Output all of the records exactly as written.

Records from a dataset:
[Start of Attachment]

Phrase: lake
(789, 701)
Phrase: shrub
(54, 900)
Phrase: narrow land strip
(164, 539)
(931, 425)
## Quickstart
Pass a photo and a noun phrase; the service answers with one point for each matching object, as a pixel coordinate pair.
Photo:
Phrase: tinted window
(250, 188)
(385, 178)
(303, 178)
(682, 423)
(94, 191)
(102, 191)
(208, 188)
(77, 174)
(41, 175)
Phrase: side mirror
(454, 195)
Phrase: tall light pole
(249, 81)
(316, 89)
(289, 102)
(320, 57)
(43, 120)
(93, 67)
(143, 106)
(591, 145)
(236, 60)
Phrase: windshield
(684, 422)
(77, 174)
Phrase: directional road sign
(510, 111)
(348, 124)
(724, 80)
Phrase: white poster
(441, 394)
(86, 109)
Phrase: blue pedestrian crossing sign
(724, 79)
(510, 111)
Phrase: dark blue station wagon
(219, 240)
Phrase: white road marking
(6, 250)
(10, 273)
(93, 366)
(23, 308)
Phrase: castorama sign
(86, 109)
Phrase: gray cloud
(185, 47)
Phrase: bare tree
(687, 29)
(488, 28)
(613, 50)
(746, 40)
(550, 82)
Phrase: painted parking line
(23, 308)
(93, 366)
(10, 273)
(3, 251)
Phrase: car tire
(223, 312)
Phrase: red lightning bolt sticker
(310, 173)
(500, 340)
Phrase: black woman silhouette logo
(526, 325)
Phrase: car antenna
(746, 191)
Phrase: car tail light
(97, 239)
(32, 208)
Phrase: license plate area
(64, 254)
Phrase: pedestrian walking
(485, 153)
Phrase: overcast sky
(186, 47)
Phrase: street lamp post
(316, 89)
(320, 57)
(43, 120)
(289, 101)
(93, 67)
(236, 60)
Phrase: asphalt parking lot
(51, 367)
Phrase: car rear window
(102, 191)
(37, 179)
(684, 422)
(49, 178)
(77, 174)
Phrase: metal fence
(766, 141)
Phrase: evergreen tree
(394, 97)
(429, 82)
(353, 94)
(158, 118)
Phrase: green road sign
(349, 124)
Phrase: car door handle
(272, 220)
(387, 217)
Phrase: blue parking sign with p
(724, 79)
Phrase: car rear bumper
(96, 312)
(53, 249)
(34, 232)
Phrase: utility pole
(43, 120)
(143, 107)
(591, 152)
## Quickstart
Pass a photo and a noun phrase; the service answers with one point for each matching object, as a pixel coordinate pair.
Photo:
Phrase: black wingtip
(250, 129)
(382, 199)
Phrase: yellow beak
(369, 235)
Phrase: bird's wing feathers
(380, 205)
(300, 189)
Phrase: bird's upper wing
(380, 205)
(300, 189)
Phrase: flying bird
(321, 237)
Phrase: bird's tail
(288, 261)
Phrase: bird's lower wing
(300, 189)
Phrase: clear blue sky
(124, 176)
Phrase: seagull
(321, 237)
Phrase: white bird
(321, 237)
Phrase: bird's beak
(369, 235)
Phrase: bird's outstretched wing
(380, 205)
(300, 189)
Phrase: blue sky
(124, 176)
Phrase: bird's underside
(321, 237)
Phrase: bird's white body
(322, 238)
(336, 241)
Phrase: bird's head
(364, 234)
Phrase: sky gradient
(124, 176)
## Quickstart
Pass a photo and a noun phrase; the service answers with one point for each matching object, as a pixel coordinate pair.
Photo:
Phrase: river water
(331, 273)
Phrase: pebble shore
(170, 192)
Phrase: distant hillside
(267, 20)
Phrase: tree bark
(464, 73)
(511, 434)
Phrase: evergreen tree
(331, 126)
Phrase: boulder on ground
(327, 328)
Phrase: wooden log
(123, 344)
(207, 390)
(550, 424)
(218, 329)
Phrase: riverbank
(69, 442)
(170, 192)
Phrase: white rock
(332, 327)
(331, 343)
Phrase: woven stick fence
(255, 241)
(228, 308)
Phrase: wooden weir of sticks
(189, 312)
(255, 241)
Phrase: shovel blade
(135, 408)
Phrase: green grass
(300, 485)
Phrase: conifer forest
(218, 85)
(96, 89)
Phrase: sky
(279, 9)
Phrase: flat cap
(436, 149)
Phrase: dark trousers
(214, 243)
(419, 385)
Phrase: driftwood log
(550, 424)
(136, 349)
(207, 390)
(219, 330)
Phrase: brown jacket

[End of Attachment]

● **RESPONSE BOX**:
Phrase: lake
(789, 701)
Phrase: shrub
(54, 900)
Phrase: narrow land strip
(164, 539)
(931, 425)
## Quickstart
Pass a photo and a noun phrase; the service answers with one point for each matching object, as a pixel coordinate pair.
Photo:
Phrase: tinted window
(250, 188)
(385, 178)
(303, 178)
(682, 423)
(94, 191)
(102, 191)
(208, 188)
(77, 174)
(41, 175)
Phrase: side mirror
(454, 195)
Phrase: tall light pole
(249, 81)
(316, 89)
(289, 102)
(320, 57)
(43, 120)
(93, 67)
(143, 106)
(591, 145)
(236, 60)
Phrase: windshield
(684, 422)
(77, 174)
Phrase: directional road sign
(510, 111)
(348, 124)
(724, 80)
Phrase: white poster
(441, 394)
(86, 109)
Phrase: blue pedestrian crossing sign
(724, 79)
(510, 111)
Phrase: dark blue station wagon
(219, 240)
Phrase: white road marking
(6, 250)
(10, 273)
(93, 366)
(23, 308)
Phrase: castorama sign
(86, 109)
Phrase: gray cloud
(185, 47)
Phrase: bare tree
(687, 29)
(488, 28)
(613, 50)
(746, 40)
(550, 82)
Phrase: painted parking line
(23, 308)
(93, 366)
(10, 273)
(3, 251)
Phrase: car tire
(223, 312)
Phrase: red lightning bolt sticker
(310, 173)
(500, 340)
Phrase: black woman silhouette logo
(526, 325)
Phrase: car antenna
(746, 191)
Phrase: car tail light
(97, 239)
(32, 208)
Phrase: license plate area
(64, 254)
Phrase: pedestrian walking
(485, 153)
Phrase: overcast sky
(186, 47)
Phrase: street lamp post
(316, 89)
(320, 57)
(43, 120)
(289, 101)
(93, 67)
(236, 60)
Phrase: asphalt parking lot
(51, 367)
Phrase: car rear window
(102, 191)
(37, 179)
(684, 422)
(49, 178)
(77, 174)
Phrase: metal fence
(766, 141)
Phrase: evergreen tree
(394, 97)
(429, 82)
(353, 94)
(158, 118)
Phrase: green road sign
(349, 124)
Phrase: car door handle
(272, 220)
(387, 217)
Phrase: blue parking sign with p
(724, 79)
Phrase: car rear bumper
(96, 312)
(53, 249)
(34, 232)
Phrase: utility pole
(43, 120)
(143, 107)
(591, 152)
## Quickstart
Pass a photo and a noun phrase; the service answers with one point for each matching object, as a pixel coordinate pair.
Photo:
Phrase: black wingtip
(250, 129)
(382, 199)
Phrase: yellow beak
(369, 235)
Phrase: bird's wing feathers
(380, 205)
(300, 189)
Phrase: bird's upper wing
(380, 205)
(300, 189)
Phrase: flying bird
(321, 237)
Phrase: bird's tail
(288, 261)
Phrase: bird's lower wing
(300, 189)
Phrase: clear blue sky
(124, 176)
Phrase: seagull
(321, 237)
Phrase: white bird
(321, 237)
Phrase: bird's beak
(369, 235)
Phrase: bird's outstretched wing
(380, 205)
(300, 189)
Phrase: blue sky
(124, 176)
Phrase: bird's underside
(321, 237)
Phrase: bird's white body
(322, 238)
(336, 241)
Phrase: bird's head
(364, 234)
Phrase: sky gradient
(124, 176)
## Quickstart
Pass a photo and a noun phrase; the service answers with one point for each matching object, as a pixel coordinate pair.
Photo:
Phrase: river water
(331, 273)
Phrase: pebble shore
(170, 192)
Phrase: distant hillside
(267, 20)
Phrase: tree bark
(464, 73)
(511, 434)
Phrase: evergreen tree
(331, 126)
Phrase: boulder on ground
(327, 328)
Phrase: wooden log
(123, 344)
(207, 390)
(550, 424)
(218, 329)
Phrase: riverbank
(69, 442)
(170, 192)
Phrase: white rock
(332, 327)
(331, 343)
Phrase: woven stick fence
(255, 241)
(228, 308)
Phrase: wooden weir of sticks
(189, 312)
(255, 241)
Phrase: shovel blade
(135, 408)
Phrase: green grass
(300, 485)
Phrase: conifer forest
(218, 85)
(96, 89)
Phrase: sky
(279, 9)
Phrase: flat cap
(436, 149)
Phrase: dark trousers
(214, 243)
(419, 385)
Phrase: driftwood log
(550, 424)
(136, 349)
(207, 390)
(219, 330)
Phrase: brown jacket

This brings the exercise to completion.